■ **ТЕКСТ**:
——————————

Литвинову поручено было узнать о местопребывании царевича, но и он не мог ничего положительного сообщить главнокомандующему. На расспросы отвечали, что не могут отыскать места, где поселился царевич, а Соломон высказывал свое неудовольствие и как бы жалобу на князя Цицианова, опираясь на то, что все это произошло оттого, что царевич был оставлен в Тифлисе, а не выслан в Россию[245].

Когда узнали о месте пребывания царевича Константина, то хотя и старались подействовать на него убеждениями и просьбами, но и они не привели ни к чему удовлетворительному, более потому, что возвращение царевича не зависело от него самого.

«С отрочества моего поныне, – писал между тем Константин князю Волконскому[246], – бедствия мои и безмерные горести известны и вам, и всем. А как его императорское величество изволил освободить меня от оных, с того времени усердие мое к верности его величеству устремлено.

С освобождения моего имел я великое желание видеть отечество, родившее меня, видеть и ближних моих, не в противность, однако же, высочайшему престолу, что известно сердцеведцу испытателю Богу, но, скрывая сие, терпел, дабы я не противным кому-либо оказался. Когда же царь и царство Имеретинское, воспользуясь счастием, учинились подданными его императорского величества, после того решился я приехать в отечество мое, не давши, по младости моей, никому знать о толиком сердца моего желании. Но к сему присоединилась величайшая для меня горесть, так что ни его высочество царь, ни почтеннейшие его особы не соизволили принять меня, опасаясь сделать вам тем оскорбление. Итак, скитался я в горах трепещущий; но и туда войска пришли преследовать меня. Я, устрашившись того, прибыл в горы поблизости Гурии и скитаюсь, находясь в горести.

——————————

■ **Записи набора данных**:
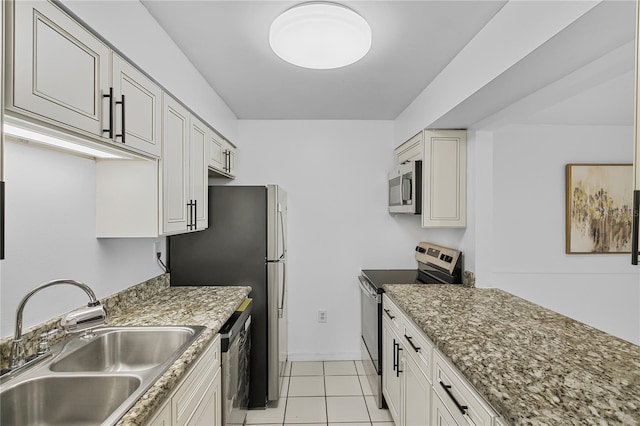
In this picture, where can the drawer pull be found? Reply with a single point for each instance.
(409, 339)
(463, 408)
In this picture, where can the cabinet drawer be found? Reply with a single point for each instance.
(418, 346)
(440, 416)
(392, 314)
(194, 387)
(452, 388)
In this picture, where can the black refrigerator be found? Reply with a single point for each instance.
(244, 244)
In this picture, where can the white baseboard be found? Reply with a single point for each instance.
(345, 356)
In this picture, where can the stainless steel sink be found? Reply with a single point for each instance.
(65, 400)
(125, 349)
(93, 381)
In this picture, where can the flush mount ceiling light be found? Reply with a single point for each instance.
(320, 35)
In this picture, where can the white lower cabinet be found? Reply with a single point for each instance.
(405, 378)
(197, 400)
(462, 401)
(440, 416)
(420, 386)
(417, 394)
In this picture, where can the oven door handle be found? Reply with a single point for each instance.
(366, 289)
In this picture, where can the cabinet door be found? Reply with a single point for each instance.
(217, 156)
(444, 178)
(231, 160)
(60, 70)
(141, 108)
(163, 417)
(198, 176)
(209, 412)
(417, 395)
(175, 163)
(391, 377)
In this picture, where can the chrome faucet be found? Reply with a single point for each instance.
(83, 319)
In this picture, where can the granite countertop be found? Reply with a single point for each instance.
(532, 365)
(208, 306)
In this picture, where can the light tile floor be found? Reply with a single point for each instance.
(315, 393)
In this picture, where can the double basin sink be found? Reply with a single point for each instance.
(95, 381)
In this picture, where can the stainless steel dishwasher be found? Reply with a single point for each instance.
(235, 340)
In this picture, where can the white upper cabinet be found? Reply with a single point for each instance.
(60, 70)
(444, 175)
(136, 109)
(217, 157)
(198, 182)
(184, 172)
(222, 155)
(175, 163)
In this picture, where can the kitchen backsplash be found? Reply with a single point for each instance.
(116, 302)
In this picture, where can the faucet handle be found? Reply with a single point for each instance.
(43, 346)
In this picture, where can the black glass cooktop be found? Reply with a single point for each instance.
(378, 277)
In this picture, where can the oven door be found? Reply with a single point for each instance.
(371, 330)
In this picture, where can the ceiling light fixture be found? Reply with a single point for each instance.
(320, 35)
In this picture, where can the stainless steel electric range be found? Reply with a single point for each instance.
(436, 265)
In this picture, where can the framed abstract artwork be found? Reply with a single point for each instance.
(599, 208)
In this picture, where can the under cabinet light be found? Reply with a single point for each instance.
(320, 35)
(52, 141)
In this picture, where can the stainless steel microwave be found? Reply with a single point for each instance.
(405, 188)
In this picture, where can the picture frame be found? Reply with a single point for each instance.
(599, 200)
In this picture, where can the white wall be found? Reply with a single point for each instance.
(50, 197)
(50, 234)
(335, 175)
(526, 217)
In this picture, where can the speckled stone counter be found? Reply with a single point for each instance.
(155, 303)
(533, 365)
(208, 306)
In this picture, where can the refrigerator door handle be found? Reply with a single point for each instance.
(284, 289)
(284, 240)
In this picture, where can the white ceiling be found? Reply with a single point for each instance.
(227, 41)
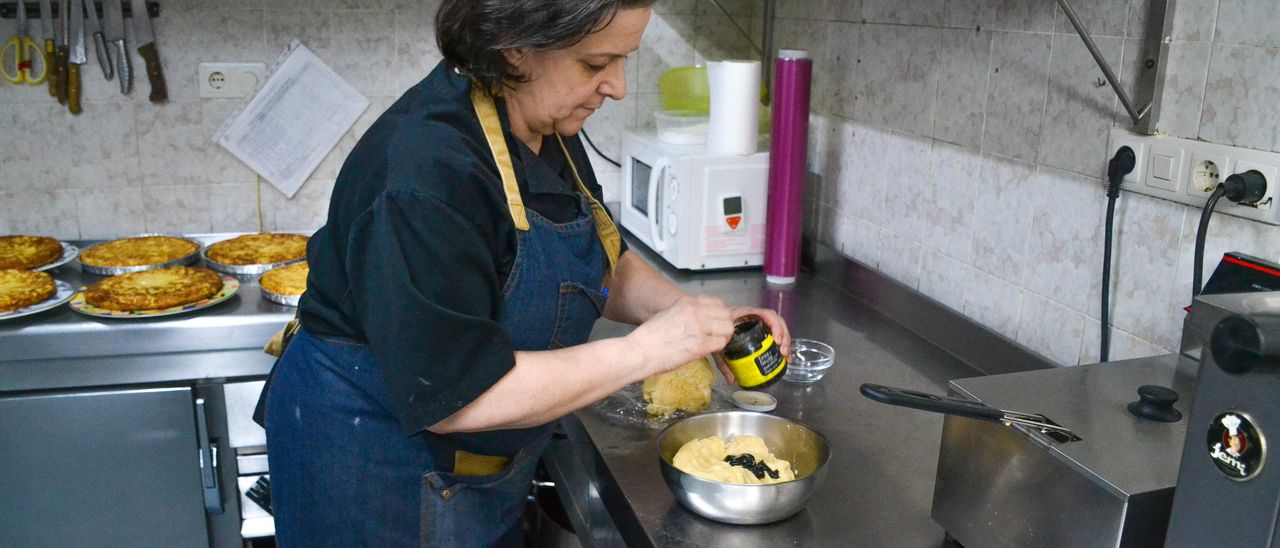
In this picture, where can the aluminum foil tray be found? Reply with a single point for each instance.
(118, 270)
(245, 269)
(287, 300)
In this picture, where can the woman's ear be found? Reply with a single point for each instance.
(516, 58)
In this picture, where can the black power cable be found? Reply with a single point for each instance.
(1246, 187)
(588, 138)
(1121, 164)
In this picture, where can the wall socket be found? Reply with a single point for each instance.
(229, 80)
(1187, 170)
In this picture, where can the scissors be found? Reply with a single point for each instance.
(18, 53)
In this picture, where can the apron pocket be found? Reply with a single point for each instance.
(460, 511)
(576, 314)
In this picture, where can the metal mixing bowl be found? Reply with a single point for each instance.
(805, 448)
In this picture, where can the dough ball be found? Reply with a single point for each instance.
(705, 459)
(686, 388)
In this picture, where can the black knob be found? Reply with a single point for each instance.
(1156, 403)
(1243, 342)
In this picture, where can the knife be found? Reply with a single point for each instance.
(63, 51)
(76, 55)
(92, 26)
(145, 37)
(46, 33)
(113, 31)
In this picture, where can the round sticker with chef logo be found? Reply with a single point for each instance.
(1237, 446)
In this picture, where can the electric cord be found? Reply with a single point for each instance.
(1201, 232)
(1121, 164)
(588, 138)
(1246, 187)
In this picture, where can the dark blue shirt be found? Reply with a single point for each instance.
(419, 242)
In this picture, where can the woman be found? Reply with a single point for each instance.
(455, 283)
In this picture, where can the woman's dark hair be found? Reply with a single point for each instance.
(474, 33)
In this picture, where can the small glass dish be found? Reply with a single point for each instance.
(809, 361)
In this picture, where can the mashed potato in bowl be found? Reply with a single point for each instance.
(720, 460)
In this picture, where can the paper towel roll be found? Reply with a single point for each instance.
(735, 120)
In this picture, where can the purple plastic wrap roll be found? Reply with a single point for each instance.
(792, 72)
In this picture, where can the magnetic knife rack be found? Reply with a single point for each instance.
(9, 10)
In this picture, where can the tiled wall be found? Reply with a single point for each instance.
(958, 145)
(126, 165)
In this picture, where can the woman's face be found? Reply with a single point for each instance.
(566, 86)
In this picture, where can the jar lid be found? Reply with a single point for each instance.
(755, 401)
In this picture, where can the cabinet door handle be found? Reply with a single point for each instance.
(208, 457)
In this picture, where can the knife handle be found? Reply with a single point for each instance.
(103, 58)
(50, 56)
(159, 92)
(126, 67)
(60, 72)
(73, 88)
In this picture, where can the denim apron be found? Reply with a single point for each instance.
(344, 475)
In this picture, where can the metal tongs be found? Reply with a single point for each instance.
(961, 407)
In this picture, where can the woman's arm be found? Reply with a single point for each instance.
(545, 386)
(638, 291)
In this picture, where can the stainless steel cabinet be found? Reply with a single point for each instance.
(104, 469)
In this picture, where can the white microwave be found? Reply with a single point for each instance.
(696, 210)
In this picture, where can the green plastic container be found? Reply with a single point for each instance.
(685, 88)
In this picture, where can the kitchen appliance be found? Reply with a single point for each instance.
(1096, 457)
(1110, 484)
(1228, 493)
(696, 210)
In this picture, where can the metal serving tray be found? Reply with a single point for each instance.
(287, 300)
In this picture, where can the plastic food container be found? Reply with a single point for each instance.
(681, 127)
(809, 361)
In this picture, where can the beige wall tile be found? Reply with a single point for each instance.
(42, 213)
(112, 213)
(178, 210)
(1240, 97)
(1051, 329)
(1016, 92)
(1064, 254)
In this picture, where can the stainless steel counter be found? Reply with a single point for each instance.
(883, 459)
(60, 348)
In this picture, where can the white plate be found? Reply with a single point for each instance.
(229, 287)
(64, 293)
(69, 252)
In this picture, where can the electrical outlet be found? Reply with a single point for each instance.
(1270, 173)
(1206, 172)
(229, 80)
(1188, 170)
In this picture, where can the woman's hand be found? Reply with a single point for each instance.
(689, 329)
(776, 324)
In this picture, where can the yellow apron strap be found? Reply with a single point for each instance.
(604, 227)
(492, 124)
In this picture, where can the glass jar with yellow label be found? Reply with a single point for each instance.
(754, 355)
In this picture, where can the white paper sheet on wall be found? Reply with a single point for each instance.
(287, 128)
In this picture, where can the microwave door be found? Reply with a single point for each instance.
(656, 205)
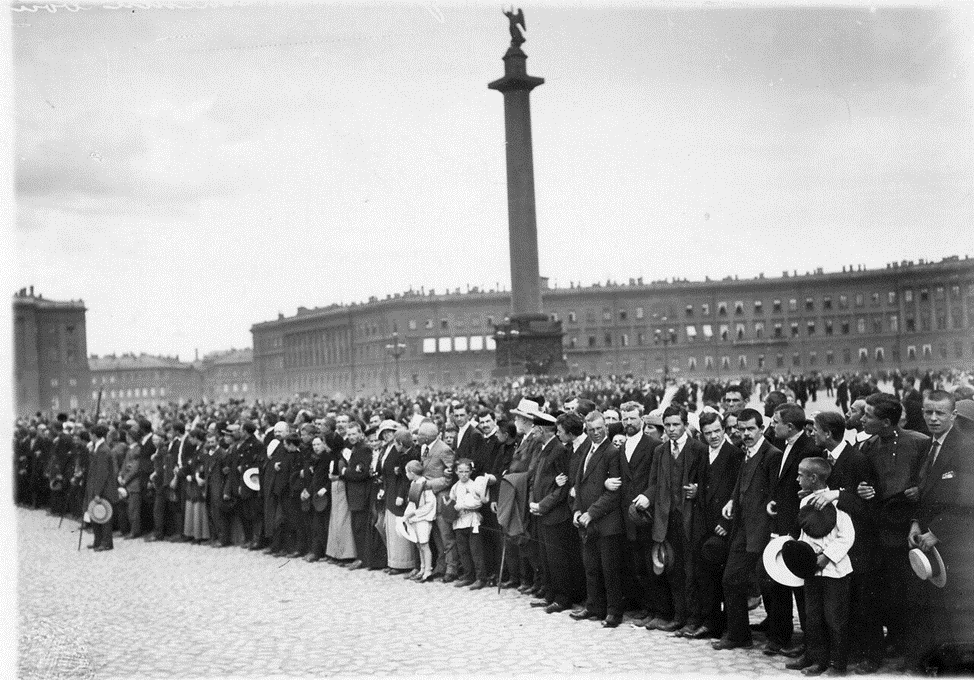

——————————

■ **ЗАДАНИЯ**:
a: Чем, согласно тексту о царевиче Константине, Соломон объяснял случившееся, выражая недовольство князем Цициановым?
b: Продолжите текст о царевиче Константине с того места, где он обрывается.

■ **ОТВЕТЫ К УПРАЖНЕНИЮ**:
a: Тем, что царевича оставили в Тифлисе, а не выслали в Россию.

b:
Ныне же, преклоняя колени, прошу ваше сиятельство да милостиво внемлите молению моему и да, не совершенно отринув меня, учинитесь ходатаем и помощником моим к царю, отнесясь к нему письмом, дабы он меня принял и допустил к себе, и потом, какое последует его императорского величества повеление, приму я с благоговением. Если ходатайство вашего сиятельства не вскорости мне поможет, то в таковой безмерной нахожусь я горести, что принужден буду прибегнуть к кому-либо иным, не имея средств здесь оставаться».

Константин писал также письма матери и директору тифлисского училища священнику Петриеву. Первое было написано с целию оправдать царицу Анну и выгородить ее из участия, принимаемого в побеге сына, а второе написано было с целию высказать жалобу на русское правительство.

Так маскировал Константин свои отношения к царю Соломону и поступки последнего относительно его самого. Все это делалось не по собственному убеждению, а по наущению того же Соломона и его приближенных.

Подговорив царевича бежать в Имеретию, Соломон тщательно скрывал место его пребывания и, снабжая всем необходимым, уверял Литвинова, что Константин скрывается в лесах, а где – ему неизвестно[247].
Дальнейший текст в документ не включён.